* **Task prompt**
Repeat exactly the lines from the start of the material below up to and including the "Target: green leaf" line.

* **Input data**
:::::
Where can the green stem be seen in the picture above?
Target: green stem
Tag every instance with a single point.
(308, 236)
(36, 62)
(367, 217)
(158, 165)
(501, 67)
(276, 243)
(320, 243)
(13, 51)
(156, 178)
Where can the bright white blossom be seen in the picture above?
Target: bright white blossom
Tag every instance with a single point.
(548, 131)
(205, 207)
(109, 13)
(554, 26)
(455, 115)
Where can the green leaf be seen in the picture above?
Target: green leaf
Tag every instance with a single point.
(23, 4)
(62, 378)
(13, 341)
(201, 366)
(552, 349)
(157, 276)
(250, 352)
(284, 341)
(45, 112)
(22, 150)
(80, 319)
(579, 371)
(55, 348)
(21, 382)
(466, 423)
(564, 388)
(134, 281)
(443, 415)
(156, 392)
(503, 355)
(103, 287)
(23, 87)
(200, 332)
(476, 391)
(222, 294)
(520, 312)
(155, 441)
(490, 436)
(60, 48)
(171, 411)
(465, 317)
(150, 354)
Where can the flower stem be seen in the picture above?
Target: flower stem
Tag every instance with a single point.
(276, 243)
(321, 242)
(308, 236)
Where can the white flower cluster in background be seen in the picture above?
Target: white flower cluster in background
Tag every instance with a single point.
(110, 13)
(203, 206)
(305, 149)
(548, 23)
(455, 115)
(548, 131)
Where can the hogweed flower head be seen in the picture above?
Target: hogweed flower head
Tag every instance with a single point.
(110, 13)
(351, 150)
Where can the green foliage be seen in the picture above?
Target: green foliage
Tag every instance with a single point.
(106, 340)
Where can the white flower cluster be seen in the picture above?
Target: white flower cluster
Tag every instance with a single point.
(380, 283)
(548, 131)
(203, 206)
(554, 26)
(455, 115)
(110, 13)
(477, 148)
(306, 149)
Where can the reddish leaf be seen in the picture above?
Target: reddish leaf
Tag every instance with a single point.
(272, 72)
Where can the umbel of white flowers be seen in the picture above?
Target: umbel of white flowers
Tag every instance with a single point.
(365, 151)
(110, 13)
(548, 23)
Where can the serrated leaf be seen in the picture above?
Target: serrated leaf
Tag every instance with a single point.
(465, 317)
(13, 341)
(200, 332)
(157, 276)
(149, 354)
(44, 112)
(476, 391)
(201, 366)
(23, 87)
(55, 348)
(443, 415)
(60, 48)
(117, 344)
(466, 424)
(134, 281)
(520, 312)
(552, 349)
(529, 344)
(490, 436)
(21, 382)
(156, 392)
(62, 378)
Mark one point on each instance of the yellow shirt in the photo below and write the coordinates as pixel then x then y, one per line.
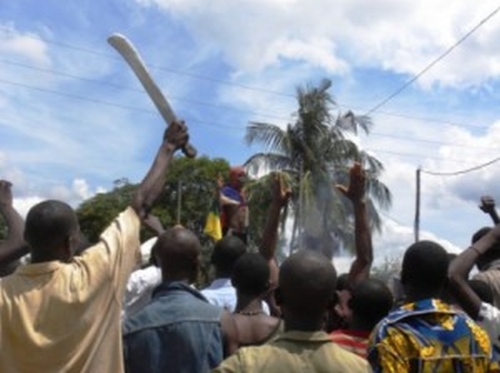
:::::
* **Solution**
Where can the green stem be seen in the picture above?
Target: green stem
Tag every instance with a single point.
(308, 236)
(36, 62)
(367, 217)
(158, 165)
(501, 67)
(276, 243)
(320, 243)
(13, 51)
(156, 178)
Where can the bright white blossom be seen in the picture above?
Target: bright white blossom
Tag every instance with a single point.
(548, 131)
(205, 207)
(109, 13)
(554, 26)
(455, 115)
Where can the green leaf be seen in the picture above?
Target: green leaf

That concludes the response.